Passage –
_ _ _ _ _

This example shows the lock status of serial processes and two parallel processes:

·       spid 15 hold an exclusive intent lock on a table, one data page lock, and two index page locks. A “blk” suffix indicates that this process is blocking another process that needs to acquire a lock; spid 15 is blocking another process. As soon as the blocking process completes, the other processes move forward.

·       spid 30 holds an exclusive intent lock on a table, one lock on a data page, and two locks on index pages.

·       spid 35 is performing a range query at isolation level 3. It holds range locks on several pages and an infinity key lock.

·       spid 49 is the task that ran sp_lock; it holds a shared intent lock on the spt_values table in master while it runs.

·       spid 50 holds intent locks on two tables, and several row locks.

·       fid 32 shows several spids holding locks: the parent process (spid 32) holds shared intent locks on 7 tables, while the worker processes hold shared page locks on one of the tables.

The lock type column indicates not only whether the lock is a shared lock (“Sh” prefix), an exclusive lock (“Ex” prefix), or an “Update” lock, but also whether it is held on a table (“table” or “intent”) or on a “page” or “row.”

_ _ _ _ _

Data section –
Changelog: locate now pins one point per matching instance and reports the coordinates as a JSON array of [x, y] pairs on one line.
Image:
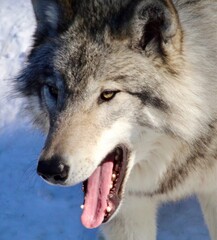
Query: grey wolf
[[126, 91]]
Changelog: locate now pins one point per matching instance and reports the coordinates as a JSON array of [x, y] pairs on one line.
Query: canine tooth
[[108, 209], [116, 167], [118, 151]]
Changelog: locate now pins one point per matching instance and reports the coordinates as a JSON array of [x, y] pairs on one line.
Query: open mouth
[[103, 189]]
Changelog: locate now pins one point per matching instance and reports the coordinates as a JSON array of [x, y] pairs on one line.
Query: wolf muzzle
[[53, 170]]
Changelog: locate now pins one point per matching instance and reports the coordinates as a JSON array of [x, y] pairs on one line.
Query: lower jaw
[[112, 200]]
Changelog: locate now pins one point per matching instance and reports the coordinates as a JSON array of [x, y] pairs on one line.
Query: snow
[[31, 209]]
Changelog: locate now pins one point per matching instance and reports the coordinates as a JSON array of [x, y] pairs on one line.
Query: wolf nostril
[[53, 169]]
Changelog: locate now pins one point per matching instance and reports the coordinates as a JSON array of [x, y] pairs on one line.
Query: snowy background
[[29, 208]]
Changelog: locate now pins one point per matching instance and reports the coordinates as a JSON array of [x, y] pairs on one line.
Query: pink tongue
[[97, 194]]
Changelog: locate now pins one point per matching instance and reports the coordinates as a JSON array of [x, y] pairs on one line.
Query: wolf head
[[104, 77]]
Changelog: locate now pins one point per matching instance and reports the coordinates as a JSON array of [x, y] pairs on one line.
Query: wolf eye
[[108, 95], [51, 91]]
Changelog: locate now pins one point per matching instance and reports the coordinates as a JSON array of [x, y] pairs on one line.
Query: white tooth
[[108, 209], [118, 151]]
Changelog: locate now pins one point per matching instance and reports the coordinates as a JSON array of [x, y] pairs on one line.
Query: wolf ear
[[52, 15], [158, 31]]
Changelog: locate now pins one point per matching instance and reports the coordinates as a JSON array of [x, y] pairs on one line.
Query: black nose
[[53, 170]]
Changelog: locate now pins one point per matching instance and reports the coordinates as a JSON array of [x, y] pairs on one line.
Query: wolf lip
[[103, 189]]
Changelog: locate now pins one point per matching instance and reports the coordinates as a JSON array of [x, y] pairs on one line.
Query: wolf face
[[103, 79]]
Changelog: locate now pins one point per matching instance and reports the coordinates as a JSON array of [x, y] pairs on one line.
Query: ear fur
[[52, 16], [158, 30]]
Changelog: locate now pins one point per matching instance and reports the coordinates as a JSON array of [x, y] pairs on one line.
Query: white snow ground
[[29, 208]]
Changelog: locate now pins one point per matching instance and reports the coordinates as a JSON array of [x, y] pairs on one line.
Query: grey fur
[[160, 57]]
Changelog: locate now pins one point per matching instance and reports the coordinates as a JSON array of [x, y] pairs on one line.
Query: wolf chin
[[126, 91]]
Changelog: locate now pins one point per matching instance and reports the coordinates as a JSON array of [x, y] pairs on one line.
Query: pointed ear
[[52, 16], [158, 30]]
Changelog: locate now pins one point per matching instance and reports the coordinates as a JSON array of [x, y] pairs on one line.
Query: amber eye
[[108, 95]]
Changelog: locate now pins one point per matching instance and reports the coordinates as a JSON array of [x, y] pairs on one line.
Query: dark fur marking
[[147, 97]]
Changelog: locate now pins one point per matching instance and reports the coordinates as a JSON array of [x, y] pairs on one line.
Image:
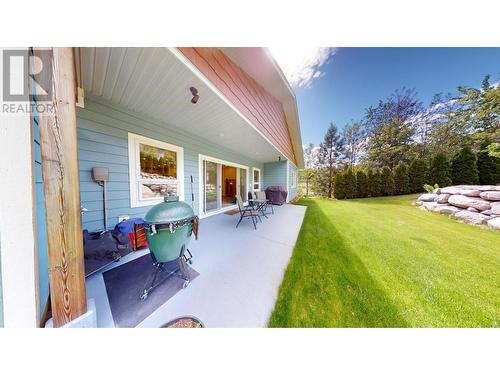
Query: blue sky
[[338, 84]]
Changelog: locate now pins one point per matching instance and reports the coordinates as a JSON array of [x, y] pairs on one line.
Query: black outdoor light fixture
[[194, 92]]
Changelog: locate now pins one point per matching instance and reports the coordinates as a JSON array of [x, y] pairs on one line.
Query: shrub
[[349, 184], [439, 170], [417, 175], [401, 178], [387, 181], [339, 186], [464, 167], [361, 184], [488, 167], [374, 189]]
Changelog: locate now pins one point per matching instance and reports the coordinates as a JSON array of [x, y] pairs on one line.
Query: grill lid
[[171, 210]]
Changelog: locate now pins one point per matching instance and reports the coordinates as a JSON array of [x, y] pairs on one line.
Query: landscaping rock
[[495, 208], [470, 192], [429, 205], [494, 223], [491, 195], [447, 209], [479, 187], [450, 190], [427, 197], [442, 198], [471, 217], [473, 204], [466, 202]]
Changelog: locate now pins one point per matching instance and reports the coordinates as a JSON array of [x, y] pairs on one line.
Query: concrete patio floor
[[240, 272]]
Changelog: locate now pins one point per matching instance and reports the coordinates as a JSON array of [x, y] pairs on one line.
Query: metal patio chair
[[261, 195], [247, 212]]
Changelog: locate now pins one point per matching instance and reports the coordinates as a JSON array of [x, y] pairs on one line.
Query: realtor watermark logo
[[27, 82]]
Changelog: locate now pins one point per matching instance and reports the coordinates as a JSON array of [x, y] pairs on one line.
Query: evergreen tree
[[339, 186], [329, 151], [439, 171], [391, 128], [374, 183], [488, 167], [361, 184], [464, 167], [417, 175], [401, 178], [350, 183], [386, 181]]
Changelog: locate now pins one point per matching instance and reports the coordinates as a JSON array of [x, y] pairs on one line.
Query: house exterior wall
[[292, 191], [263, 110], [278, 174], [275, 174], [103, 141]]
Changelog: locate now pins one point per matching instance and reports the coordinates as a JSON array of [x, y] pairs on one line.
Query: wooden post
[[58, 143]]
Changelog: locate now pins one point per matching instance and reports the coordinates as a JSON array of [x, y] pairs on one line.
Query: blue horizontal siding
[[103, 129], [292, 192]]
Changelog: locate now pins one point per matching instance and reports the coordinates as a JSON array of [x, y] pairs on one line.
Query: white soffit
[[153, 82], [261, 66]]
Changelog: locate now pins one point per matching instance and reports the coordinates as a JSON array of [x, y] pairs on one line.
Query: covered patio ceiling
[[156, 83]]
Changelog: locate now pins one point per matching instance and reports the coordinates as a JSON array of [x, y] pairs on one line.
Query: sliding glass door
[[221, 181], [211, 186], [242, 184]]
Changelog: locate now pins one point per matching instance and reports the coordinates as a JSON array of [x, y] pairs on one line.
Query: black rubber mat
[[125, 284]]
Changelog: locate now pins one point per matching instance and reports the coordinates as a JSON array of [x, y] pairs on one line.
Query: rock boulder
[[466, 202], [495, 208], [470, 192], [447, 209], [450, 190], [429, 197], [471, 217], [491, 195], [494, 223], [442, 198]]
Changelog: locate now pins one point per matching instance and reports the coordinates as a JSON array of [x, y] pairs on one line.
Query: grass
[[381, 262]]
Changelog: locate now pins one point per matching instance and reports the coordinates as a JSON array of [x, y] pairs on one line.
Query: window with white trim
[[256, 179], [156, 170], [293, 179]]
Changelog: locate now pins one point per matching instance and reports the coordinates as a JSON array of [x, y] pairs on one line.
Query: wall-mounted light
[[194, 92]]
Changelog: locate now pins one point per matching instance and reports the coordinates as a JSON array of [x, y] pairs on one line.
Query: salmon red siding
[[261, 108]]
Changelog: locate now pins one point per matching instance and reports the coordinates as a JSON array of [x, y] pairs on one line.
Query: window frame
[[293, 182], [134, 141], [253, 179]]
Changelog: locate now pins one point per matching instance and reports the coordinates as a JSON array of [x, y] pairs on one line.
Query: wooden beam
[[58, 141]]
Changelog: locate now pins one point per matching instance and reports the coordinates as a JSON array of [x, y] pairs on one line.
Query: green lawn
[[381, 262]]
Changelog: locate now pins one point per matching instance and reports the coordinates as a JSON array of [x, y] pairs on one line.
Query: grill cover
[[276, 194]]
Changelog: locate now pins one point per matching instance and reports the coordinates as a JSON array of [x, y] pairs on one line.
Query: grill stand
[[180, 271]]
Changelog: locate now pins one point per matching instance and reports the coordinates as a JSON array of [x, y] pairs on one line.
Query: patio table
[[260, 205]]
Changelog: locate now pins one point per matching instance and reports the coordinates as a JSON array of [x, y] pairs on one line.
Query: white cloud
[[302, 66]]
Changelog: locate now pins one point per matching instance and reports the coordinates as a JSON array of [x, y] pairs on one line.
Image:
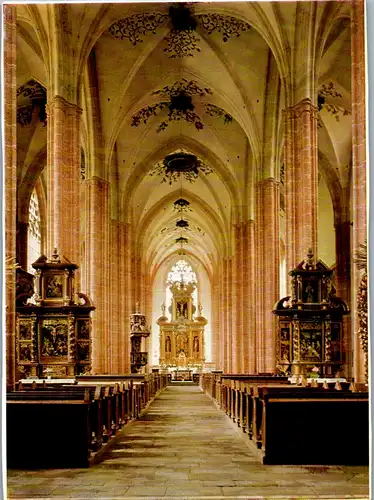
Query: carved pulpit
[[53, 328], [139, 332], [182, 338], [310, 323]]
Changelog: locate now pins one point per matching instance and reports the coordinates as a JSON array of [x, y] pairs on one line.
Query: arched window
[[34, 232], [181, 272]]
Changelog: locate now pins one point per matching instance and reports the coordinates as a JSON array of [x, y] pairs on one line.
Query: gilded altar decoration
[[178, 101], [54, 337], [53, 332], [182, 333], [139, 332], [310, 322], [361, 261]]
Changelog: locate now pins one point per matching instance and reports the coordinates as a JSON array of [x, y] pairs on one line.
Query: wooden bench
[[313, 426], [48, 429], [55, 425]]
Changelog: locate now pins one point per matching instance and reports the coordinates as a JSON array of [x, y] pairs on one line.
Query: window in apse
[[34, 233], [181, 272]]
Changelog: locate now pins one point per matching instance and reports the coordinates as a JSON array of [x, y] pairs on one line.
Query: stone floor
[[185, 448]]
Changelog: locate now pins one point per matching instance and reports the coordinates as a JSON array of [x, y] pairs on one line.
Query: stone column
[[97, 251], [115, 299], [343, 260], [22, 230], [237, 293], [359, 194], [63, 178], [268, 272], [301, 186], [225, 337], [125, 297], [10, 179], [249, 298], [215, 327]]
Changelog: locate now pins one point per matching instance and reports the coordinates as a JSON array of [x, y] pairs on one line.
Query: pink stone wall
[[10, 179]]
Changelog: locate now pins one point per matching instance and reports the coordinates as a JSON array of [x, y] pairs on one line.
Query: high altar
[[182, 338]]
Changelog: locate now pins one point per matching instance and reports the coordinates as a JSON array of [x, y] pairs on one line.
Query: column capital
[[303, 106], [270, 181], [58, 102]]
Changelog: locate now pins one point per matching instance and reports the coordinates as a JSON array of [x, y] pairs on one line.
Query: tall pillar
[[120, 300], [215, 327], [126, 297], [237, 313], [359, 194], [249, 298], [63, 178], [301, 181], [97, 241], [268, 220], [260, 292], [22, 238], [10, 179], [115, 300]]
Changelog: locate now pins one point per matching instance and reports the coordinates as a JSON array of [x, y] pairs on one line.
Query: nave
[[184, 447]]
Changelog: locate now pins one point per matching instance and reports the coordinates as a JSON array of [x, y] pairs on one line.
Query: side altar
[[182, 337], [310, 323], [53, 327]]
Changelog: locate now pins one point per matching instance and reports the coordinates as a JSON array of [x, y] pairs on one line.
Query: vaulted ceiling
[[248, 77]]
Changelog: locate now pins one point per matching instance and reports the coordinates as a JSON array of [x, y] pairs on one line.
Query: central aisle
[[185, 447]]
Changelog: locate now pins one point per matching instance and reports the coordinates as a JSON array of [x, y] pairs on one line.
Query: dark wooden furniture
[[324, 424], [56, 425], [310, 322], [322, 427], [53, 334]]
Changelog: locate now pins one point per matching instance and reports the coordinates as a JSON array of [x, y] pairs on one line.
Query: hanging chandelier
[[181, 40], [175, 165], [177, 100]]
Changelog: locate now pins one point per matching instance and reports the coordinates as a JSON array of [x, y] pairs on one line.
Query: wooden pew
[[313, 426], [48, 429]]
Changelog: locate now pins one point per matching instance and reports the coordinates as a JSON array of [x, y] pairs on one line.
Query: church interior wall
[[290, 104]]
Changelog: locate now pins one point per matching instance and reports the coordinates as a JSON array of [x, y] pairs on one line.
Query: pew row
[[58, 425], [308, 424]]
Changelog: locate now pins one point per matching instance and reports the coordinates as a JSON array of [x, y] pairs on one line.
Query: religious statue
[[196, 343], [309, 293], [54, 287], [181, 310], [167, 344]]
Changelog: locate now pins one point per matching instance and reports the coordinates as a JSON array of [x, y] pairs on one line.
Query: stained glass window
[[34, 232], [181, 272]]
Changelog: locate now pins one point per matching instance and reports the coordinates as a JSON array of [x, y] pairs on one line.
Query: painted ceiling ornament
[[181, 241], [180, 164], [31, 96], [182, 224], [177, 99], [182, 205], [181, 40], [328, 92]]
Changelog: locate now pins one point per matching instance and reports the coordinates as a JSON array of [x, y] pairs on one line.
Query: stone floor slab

_ _ _ _ _

The tasks –
1/ Reproduce the lock status text starting with "This example shows" and going on through "while it runs.".
2/ Go on with the text about lock status from the point where it stops.

Final results –
1/
This example shows the lock status of serial processes and two parallel processes:

·       spid 15 hold an exclusive intent lock on a table, one data page lock, and two index page locks. A “blk” suffix indicates that this process is blocking another process that needs to acquire a lock; spid 15 is blocking another process. As soon as the blocking process completes, the other processes move forward.

·       spid 30 holds an exclusive intent lock on a table, one lock on a data page, and two locks on index pages.

·       spid 35 is performing a range query at isolation level 3. It holds range locks on several pages and an infinity key lock.

·       spid 49 is the task that ran sp_lock; it holds a shared intent lock on the spt_values table in master while it runs.

2/
A “demand” suffix indicates that the process will acquire an exclusive lock as soon as all current shared locks are released. 

sp_familylock displays the locks held by a family. This examples shows that the coordinating process (fid 51, spid 51) holds a shared intent lock on each of four tables and a worker process holds a shared page lock:

sp_familylock 51

fid spid loid locktype         table_id   page  row dbname   context
--- ---- ---- ---------------- ---------- ----- --- -------- ----------------
51  23  102  Sh_page           208003772   945   0 sales
51  51  102  Sh_intent          16003088     0   0 sales    Fam dur
51  51  102  Sh_intent          48003202     0   0 sales    Fam dur
51  51  102  Sh_intent         176003658     0   0 sales    Fam dur
51  51  102  Sh_intent         208003772     0   0 sales    Fam dur

You can also specify two IDs for sp_familylock. ( sp_familylock 23 also gives the above set)


Getting information about blocked processes

sp_who reports on system processes. If a user’s command is being blocked by locks held by another task or worker process, the status column shows “lock sleep” to indicate that this task or worker process is waiting for an existing lock to be released.
The blk_spid or block_xloid column shows the process ID of the task or transaction holding the lock or locks.
You can add a user name parameter to get sp_who information about a particular Adaptive Server user. If you do not provide a user name, sp_who reports on all processes in Adaptive Server. 


Some options to improve locks performance: 

These locking guidelines can help reduce lock contention and speed performance:

·       Use the lowest level of locking required by each application. Use isolation level 2 or 3 only when necessary.
Updates by other transactions may be delayed until a transaction using isolation level 3 releases any of its shared locks at the end of the transaction.
Use isolation level 3 only when nonrepeatable reads or phantoms may interfere with your desired results.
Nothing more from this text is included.